§ Stored records
• • • • •
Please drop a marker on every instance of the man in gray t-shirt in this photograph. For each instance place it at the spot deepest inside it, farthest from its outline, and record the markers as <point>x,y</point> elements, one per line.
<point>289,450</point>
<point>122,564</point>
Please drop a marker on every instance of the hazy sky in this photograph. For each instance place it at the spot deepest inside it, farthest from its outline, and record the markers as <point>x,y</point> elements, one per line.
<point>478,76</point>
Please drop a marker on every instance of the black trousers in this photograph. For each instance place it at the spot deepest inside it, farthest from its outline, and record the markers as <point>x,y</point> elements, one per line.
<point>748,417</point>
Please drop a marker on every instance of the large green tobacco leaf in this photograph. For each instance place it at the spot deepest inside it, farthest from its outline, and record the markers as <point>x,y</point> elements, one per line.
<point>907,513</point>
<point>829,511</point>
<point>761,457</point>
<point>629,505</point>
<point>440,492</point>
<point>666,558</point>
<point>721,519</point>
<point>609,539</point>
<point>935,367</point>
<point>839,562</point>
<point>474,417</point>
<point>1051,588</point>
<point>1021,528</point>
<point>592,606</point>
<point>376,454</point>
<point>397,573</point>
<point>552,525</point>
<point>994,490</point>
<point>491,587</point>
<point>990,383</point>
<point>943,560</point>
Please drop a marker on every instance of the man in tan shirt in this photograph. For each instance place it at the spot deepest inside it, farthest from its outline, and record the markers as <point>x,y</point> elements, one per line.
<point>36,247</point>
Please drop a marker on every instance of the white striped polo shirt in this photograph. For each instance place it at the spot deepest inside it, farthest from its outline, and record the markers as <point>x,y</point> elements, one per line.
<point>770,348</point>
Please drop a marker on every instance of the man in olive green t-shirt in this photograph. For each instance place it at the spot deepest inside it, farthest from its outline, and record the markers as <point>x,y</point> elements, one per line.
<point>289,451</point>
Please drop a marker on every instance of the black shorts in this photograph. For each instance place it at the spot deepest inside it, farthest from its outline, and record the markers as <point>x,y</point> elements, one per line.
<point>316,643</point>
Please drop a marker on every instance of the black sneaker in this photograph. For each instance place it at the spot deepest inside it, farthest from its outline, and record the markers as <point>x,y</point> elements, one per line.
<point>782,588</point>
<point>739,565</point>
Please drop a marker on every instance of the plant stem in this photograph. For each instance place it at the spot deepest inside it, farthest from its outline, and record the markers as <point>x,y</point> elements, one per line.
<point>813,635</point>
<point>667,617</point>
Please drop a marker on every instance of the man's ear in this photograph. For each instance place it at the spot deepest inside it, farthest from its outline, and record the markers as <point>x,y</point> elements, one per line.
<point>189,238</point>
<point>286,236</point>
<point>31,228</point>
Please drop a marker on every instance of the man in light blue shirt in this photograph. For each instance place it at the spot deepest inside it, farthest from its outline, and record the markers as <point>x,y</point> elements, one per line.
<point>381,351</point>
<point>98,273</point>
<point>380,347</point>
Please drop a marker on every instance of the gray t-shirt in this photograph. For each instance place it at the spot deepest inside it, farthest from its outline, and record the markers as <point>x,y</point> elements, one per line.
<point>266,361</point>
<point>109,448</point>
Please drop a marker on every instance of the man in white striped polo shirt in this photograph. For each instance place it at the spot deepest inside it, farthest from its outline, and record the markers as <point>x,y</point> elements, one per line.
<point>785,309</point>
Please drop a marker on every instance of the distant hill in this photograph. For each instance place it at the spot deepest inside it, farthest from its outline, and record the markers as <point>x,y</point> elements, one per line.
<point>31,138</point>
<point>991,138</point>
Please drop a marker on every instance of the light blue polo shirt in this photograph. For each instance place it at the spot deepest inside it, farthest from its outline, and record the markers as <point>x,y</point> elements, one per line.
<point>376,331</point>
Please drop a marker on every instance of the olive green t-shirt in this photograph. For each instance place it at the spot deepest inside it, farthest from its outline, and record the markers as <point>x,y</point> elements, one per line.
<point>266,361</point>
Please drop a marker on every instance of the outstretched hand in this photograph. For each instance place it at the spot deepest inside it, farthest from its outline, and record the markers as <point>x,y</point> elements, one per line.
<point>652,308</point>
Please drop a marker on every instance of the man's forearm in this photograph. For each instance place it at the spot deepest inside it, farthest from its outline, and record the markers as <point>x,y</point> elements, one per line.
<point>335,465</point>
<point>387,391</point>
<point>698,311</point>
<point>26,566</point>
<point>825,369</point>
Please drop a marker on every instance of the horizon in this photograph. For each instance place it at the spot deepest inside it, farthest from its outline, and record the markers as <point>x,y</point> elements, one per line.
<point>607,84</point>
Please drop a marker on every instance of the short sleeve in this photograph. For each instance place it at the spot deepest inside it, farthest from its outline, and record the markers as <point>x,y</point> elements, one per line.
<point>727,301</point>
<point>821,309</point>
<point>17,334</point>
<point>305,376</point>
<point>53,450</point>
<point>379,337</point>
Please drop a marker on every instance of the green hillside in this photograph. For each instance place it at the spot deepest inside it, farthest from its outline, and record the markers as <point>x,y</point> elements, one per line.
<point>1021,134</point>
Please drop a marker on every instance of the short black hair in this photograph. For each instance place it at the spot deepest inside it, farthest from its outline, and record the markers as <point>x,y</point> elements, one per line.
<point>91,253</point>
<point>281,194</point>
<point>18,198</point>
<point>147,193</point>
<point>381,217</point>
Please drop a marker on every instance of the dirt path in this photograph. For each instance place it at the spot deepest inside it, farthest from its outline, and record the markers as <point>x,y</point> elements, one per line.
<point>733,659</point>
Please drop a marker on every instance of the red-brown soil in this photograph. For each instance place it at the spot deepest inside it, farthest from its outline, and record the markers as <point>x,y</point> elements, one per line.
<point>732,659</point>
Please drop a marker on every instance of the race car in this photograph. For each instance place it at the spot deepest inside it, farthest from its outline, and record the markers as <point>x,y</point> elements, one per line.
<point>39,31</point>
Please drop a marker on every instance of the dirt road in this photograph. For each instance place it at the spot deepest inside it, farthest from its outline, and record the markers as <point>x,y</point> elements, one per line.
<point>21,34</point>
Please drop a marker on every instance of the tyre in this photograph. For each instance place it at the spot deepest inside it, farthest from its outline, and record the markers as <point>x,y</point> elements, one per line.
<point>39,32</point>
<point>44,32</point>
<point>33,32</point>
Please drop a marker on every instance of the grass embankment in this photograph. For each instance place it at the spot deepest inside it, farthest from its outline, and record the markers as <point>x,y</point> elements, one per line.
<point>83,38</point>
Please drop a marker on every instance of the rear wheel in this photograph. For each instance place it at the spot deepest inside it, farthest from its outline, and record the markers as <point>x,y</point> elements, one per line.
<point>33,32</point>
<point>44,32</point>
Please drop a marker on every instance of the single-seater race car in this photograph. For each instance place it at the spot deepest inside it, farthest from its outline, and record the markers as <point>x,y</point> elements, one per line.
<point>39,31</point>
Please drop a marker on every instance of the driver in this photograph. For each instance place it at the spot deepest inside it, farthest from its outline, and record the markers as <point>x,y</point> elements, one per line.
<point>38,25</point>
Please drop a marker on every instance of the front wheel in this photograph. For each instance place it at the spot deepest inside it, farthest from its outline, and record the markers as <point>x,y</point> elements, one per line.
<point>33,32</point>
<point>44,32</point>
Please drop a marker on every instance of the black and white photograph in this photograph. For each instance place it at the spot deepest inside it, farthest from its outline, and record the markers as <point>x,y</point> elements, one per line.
• • • • •
Reproduce the records word for word.

Please drop a marker on every instance of the man in gray t-shirt in this photograph. For each instance place it at the spot deepest inside it, farthest from its outline, and record the markers as <point>x,y</point> elements, one per line.
<point>289,450</point>
<point>122,564</point>
Please drop a marker on every instance of the hazy sky in this photograph. For each instance place it at the spot deepest inside it, farthest from its outline, and record the markers as <point>x,y</point> elements, one per line.
<point>478,76</point>
Please drop a marker on every instance of the black trousers in this photograph. For each instance place it at the spot deepest inside it, farthest from its outline, and record the markers as <point>x,y</point> elements, one per line.
<point>748,417</point>
Please drop a marker on every instance of the large green tobacco leaf in this photograph. For each instance place it at the spot deepest inside it, farthest from its outline, and record the markers as <point>x,y</point> elements, one per line.
<point>907,513</point>
<point>829,511</point>
<point>761,457</point>
<point>629,505</point>
<point>440,492</point>
<point>666,558</point>
<point>721,519</point>
<point>609,539</point>
<point>935,367</point>
<point>839,562</point>
<point>474,417</point>
<point>1051,588</point>
<point>1021,528</point>
<point>592,606</point>
<point>376,454</point>
<point>397,573</point>
<point>552,525</point>
<point>994,490</point>
<point>491,587</point>
<point>990,383</point>
<point>943,560</point>
Please drop a marker on every instance of the man in tan shirt in this photograph. For each instance place it at the spot deepest inside it, farthest from its outline, and record the markers as <point>x,y</point> elements, one per line.
<point>36,247</point>
Please drop a marker on every instance of the white striped polo shirt in this photograph. For each instance place it at the spot deepest inside it, farthest from its outline, and record the markers as <point>x,y</point> elements, one per line.
<point>770,348</point>
Please drop a marker on every instance of the man in olive green t-shirt in this photograph. For each instance place it at the spot deepest inside it, farthest from its outline, and record the markers as <point>x,y</point> elements, one per line.
<point>289,451</point>
Please drop a marker on every instance of the black shorts in this photograph. For each instance place it at the spot deepest inside it, farthest from its outline, and record the markers as <point>x,y</point> elements, one per line.
<point>316,643</point>
Please drop a marker on every instance of the black sneaker in this photograph. For each instance place it at the spot deepest inside it, farthest from its outline, and record the markers as <point>x,y</point> elements, one per line.
<point>782,588</point>
<point>739,565</point>
Please drop a marker on every instance of the plant stem in this photograph. For each instance place it at the spot deepest inside it, farthest from its outline, and record the markers as <point>x,y</point> elements, one per line.
<point>813,635</point>
<point>667,617</point>
Please drop a marker on every instance of the man's ear in this photograph. For each instance place it at the spot deepest inside it, farthest from its outline, and record the markers as <point>x,y</point> elements, one per line.
<point>189,238</point>
<point>286,236</point>
<point>31,228</point>
Please drop a marker on every instance of the man in light blue shirt in this photograph. For each instance place it at the spot deepest inside it, farthest from its outline, and record the markers as <point>x,y</point> elements, one per line.
<point>381,351</point>
<point>98,273</point>
<point>380,347</point>
Please drop a marker on every instance of the gray t-shirt in this photograph. For each instance place it at the spot deepest inside it, farthest from its outline, and record the markers as <point>x,y</point> elements, one per line.
<point>266,361</point>
<point>109,448</point>
Please drop a marker on every instance of the man in white striped polo shirt in this photograph. For each instance place it at the spot deepest inside it, farthest from its outline, and record the markers as <point>x,y</point> elements, one per line.
<point>785,309</point>
Please drop a marker on every instance of the distant hill in this photograph. For each instance place it at the spot deepest inside it, farthest from its outline, and record the markers as <point>x,y</point> elements, one per line.
<point>31,138</point>
<point>991,138</point>
Please drop a marker on every instance of the light blue polo shirt in this photograph. For each instance place it at the spot deepest inside it, farthest from its outline, and record the markers as <point>x,y</point> elements, one per line.
<point>376,331</point>
Please drop a marker on every instance of the olive green t-shirt in this photograph. For each instance place it at the spot deepest inside it, farthest from its outline, and record the markers as <point>x,y</point> elements, one per line.
<point>266,361</point>
Please drop a marker on every instance of the outstretched hand in this photograph. For each instance place it at the spot deepest inside it, farthest from its outline, and record the markers as <point>x,y</point> elements, one per line.
<point>652,308</point>
Please drop a marker on every instance of the man's forearm in this photograph. For each instance place it at the spot deepest inside it, farthest from its outline, and record the markers as <point>x,y</point> elements, one per line.
<point>335,465</point>
<point>387,391</point>
<point>698,311</point>
<point>26,566</point>
<point>825,369</point>
Please drop a marker on every instance of the horizon in this photograph. For each instance place it at the spot deepest inside it, farthest from its outline, and record the markers as <point>x,y</point> elements, one per line.
<point>607,84</point>
Please drop a marker on every instance of the short sleeve in this photograph. For each instance place it at the spot deepest inside it, farthest from its outline, and record the markers as <point>x,y</point> elements, one per line.
<point>727,301</point>
<point>821,309</point>
<point>17,334</point>
<point>305,376</point>
<point>53,450</point>
<point>379,337</point>
Please drop a marker on every instance of the green hillside in this photograph. For each instance place it at the spot deepest inside it, farthest from its outline, and record the markers as <point>x,y</point> elements, one per line.
<point>1021,134</point>
Please drop a marker on every instance of the short black hair in this photograph. For each instance place it at the spot deepest inside it, farthest from its outline, and record the markers as <point>x,y</point> elements, one per line.
<point>91,253</point>
<point>281,194</point>
<point>18,198</point>
<point>147,193</point>
<point>381,217</point>
Please drop a marker on every instance of the dirt path in this photograph. For each instance place it at the spot deepest inside it, farthest from its outline, and record the markers as <point>x,y</point> elements, one per line.
<point>733,659</point>
Please drop a marker on every instance of the red-brown soil in this photograph. For each instance place it at the spot deepest inside it, farthest from its outline, and record the markers as <point>x,y</point> elements, one per line.
<point>732,659</point>
Please drop a marker on every instance of the race car in this photograph. For each instance place it at the spot deepest inside it, farthest from its outline, and record the markers as <point>x,y</point> elements, one per line.
<point>39,31</point>
Please drop a marker on every instance of the dirt road in this photograph. For each instance place it at the spot deepest inside it, farthest from its outline, and record the markers as <point>x,y</point> elements, one per line.
<point>21,34</point>
Please drop a marker on every instance of the tyre in this photograph. For each instance place it at the spot deepest inside it, farthest from its outline, and record the markers as <point>x,y</point> elements, one per line.
<point>39,32</point>
<point>44,32</point>
<point>33,32</point>
Please drop a marker on every instance of the grass embankment in this photograph. For each instance place it at the spot deepest inside it, farthest from its outline, and record the markers as <point>x,y</point> elements, one per line.
<point>83,38</point>
Please drop a marker on every instance of the rear wheel in this photograph. For each instance place it at the spot deepest inside it, farthest from its outline, and record the markers as <point>x,y</point> elements, one per line.
<point>33,32</point>
<point>44,32</point>
Please drop a marker on every instance of the single-seater race car in this photograph. For each instance place it at the spot deepest inside it, farthest from its outline, and record the markers as <point>x,y</point> elements, one per line.
<point>39,31</point>
Please drop a marker on every instance of the driver in this photograph. For each instance place it at the spot deepest inside it, farthest from its outline, and record the markers as <point>x,y</point> elements, one per line.
<point>38,25</point>
Please drop a marker on every instance of the front wheel in this photograph. For each instance place it at the spot deepest inside it, farthest from its outline, and record the markers as <point>x,y</point> elements, one per line.
<point>33,32</point>
<point>44,32</point>
Please drop a marker on every instance of the black and white photograph in this photograph. For each instance place it at the spot deepest inside it, farthest from its outline, and record the markers as <point>x,y</point> elements, one per line.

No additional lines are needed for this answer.